_题目要求:_ 将下列全部记录原样照录一遍，答案中不要包含图片。

坐标标注条目:
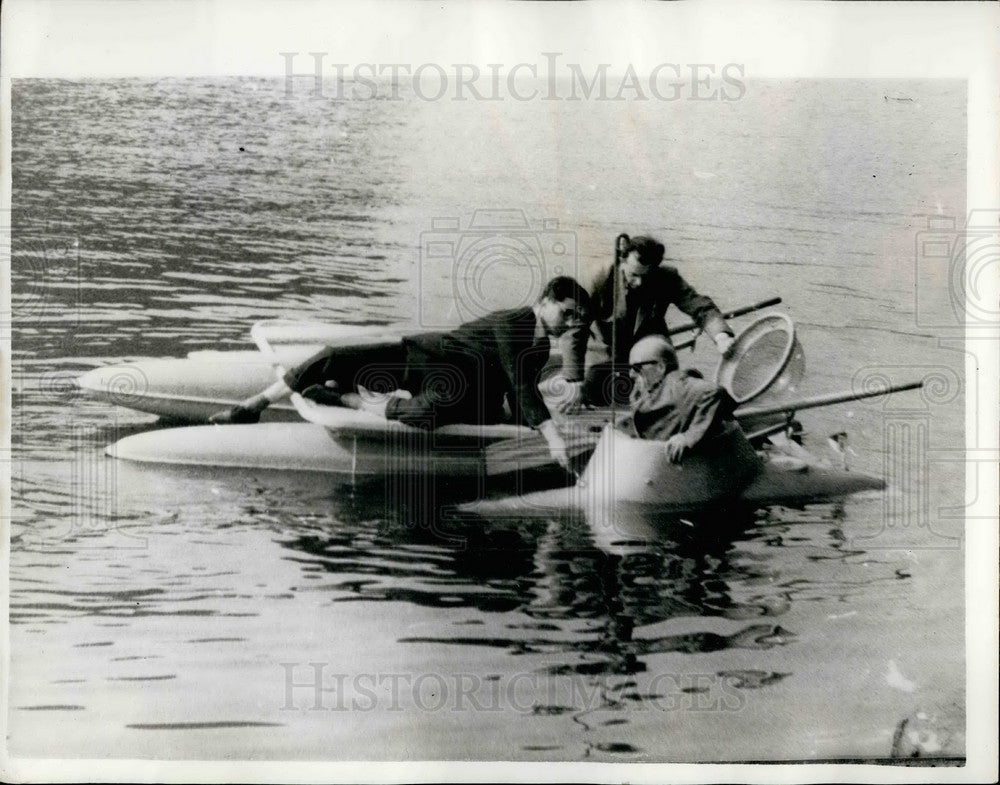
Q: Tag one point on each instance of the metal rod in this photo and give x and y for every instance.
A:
(727, 315)
(821, 400)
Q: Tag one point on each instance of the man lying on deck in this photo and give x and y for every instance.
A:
(675, 406)
(630, 301)
(461, 376)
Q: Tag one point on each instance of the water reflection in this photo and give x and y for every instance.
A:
(551, 571)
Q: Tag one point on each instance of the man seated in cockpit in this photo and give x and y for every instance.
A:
(676, 406)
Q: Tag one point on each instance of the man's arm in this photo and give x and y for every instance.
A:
(699, 307)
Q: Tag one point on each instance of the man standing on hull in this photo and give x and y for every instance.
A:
(459, 376)
(629, 301)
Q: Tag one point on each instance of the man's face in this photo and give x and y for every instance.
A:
(646, 373)
(558, 316)
(633, 271)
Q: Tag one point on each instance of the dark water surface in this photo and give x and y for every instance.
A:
(189, 613)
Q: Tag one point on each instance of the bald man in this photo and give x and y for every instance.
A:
(671, 405)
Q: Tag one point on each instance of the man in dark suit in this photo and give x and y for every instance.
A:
(463, 375)
(629, 301)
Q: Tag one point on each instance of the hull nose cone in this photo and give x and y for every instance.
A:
(114, 383)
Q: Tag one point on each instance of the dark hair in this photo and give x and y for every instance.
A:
(650, 251)
(561, 287)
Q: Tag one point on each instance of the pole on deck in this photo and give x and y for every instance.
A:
(821, 400)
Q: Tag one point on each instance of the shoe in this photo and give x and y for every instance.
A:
(326, 396)
(238, 415)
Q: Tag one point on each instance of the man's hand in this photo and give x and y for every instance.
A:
(724, 343)
(238, 415)
(568, 396)
(676, 448)
(557, 445)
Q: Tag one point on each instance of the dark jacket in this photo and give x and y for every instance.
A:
(641, 312)
(463, 375)
(682, 403)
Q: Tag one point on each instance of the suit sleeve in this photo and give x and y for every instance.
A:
(520, 365)
(699, 307)
(708, 404)
(573, 348)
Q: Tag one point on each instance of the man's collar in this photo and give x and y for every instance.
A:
(540, 332)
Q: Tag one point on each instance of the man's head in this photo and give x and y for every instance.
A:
(651, 358)
(641, 255)
(563, 305)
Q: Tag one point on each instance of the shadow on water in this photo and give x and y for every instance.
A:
(550, 570)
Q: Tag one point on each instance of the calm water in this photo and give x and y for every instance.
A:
(187, 614)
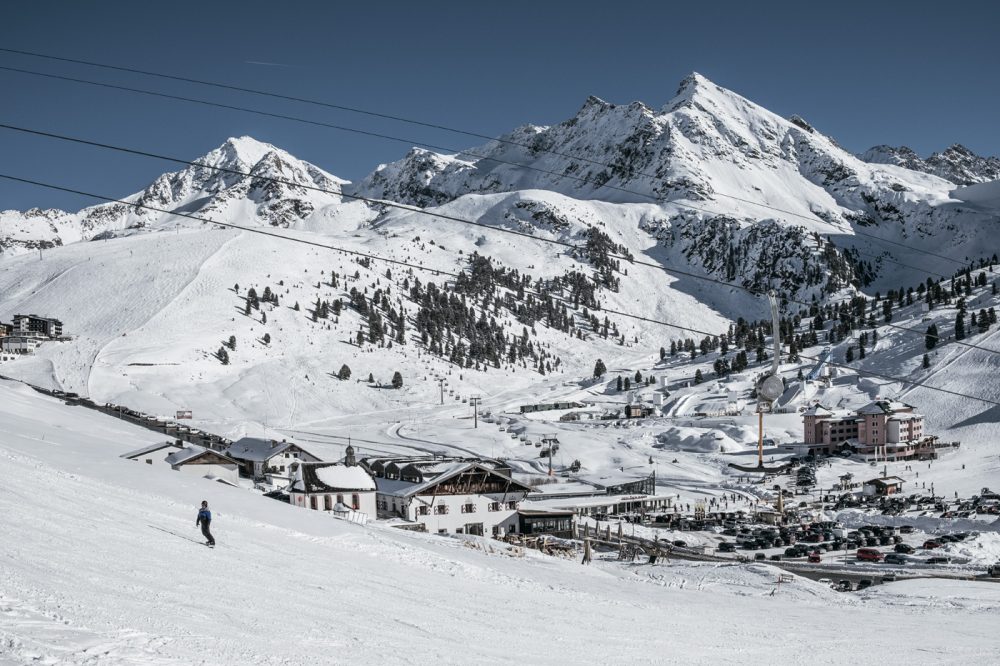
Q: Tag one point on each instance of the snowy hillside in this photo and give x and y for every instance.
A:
(956, 163)
(252, 199)
(100, 566)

_正确答案:_
Q: Tag one point on each instance of the metal rod in this photo and give x and y for every instance.
A:
(727, 315)
(821, 400)
Q: Tag one point on each instance of the man lying on deck in this photo and give x and y for every instance.
A:
(675, 406)
(630, 301)
(461, 376)
Q: Tag one point on each instance of the water reflection in this photo and give x and y for every instance.
A:
(551, 571)
Q: Tag one point on each instance of the man seated in cockpit in this photo and give x and y for every instance.
A:
(676, 406)
Q: Tag one point on each instance of the man's arm in this photo and give x and y for every instance.
A:
(699, 307)
Q: Tag one point on each instance of the man standing on hull in this photo and give x and y for every instance.
A:
(459, 376)
(629, 301)
Q: Tag one point on each instance of the man's face in this photo and give x and y for every instance.
A:
(646, 373)
(558, 316)
(633, 271)
Q: Tag one point on each instance of the dark water surface in this photo and give x and y for every instance.
A:
(189, 613)
Q: Tag one point on each instance of the bald man in this photo and give x and y for every instance.
A:
(671, 405)
Q: Tag one point on each instance of the man in dark suit in this photo and give x and y for every instance.
A:
(463, 375)
(629, 301)
Q: Tag one point on each instance of the hull nose cone in this photo and give x and y for every instance.
A:
(114, 383)
Q: Tag one point on each instance of the dark hair in this photo and give x and y for every instance.
A:
(650, 251)
(561, 287)
Q: Tag one point on each instance of the pole on deck in this photo and give x and y for every instance.
A:
(821, 400)
Q: Tag one point on each instance of the shoe in this photo and give x and y for every instance.
A:
(326, 396)
(238, 415)
Q: Tag one point on each instance of the man's hand in this photo and give x and y for every instance.
A:
(724, 343)
(238, 415)
(568, 396)
(676, 448)
(557, 445)
Q: Tag one point on each instance of the dark jacket in this photo and give x and y for every instance.
A:
(641, 312)
(463, 375)
(682, 403)
Q: Tag one point on each instance of the suit sleeve in this photo and give x and y for every instance.
A:
(520, 365)
(699, 307)
(708, 404)
(573, 348)
Q: Tag one point on each instance of the man's collar in this photo and give x and y for every instance.
A:
(540, 332)
Q: Tag one point on each instance of the man's head in this photo and give x and y for every instance.
A:
(651, 358)
(641, 255)
(563, 305)
Q: Tag one point on each instance of the shadow on water in this photo and give x and y for every instance.
A:
(550, 570)
Q: Tag one point on each instance of the calm water in this photo and give x and y for every instance.
A:
(187, 614)
Q: Tag one point on each instance of the snowy hillside in this photo and give x and y for every instance.
A:
(956, 163)
(252, 199)
(100, 566)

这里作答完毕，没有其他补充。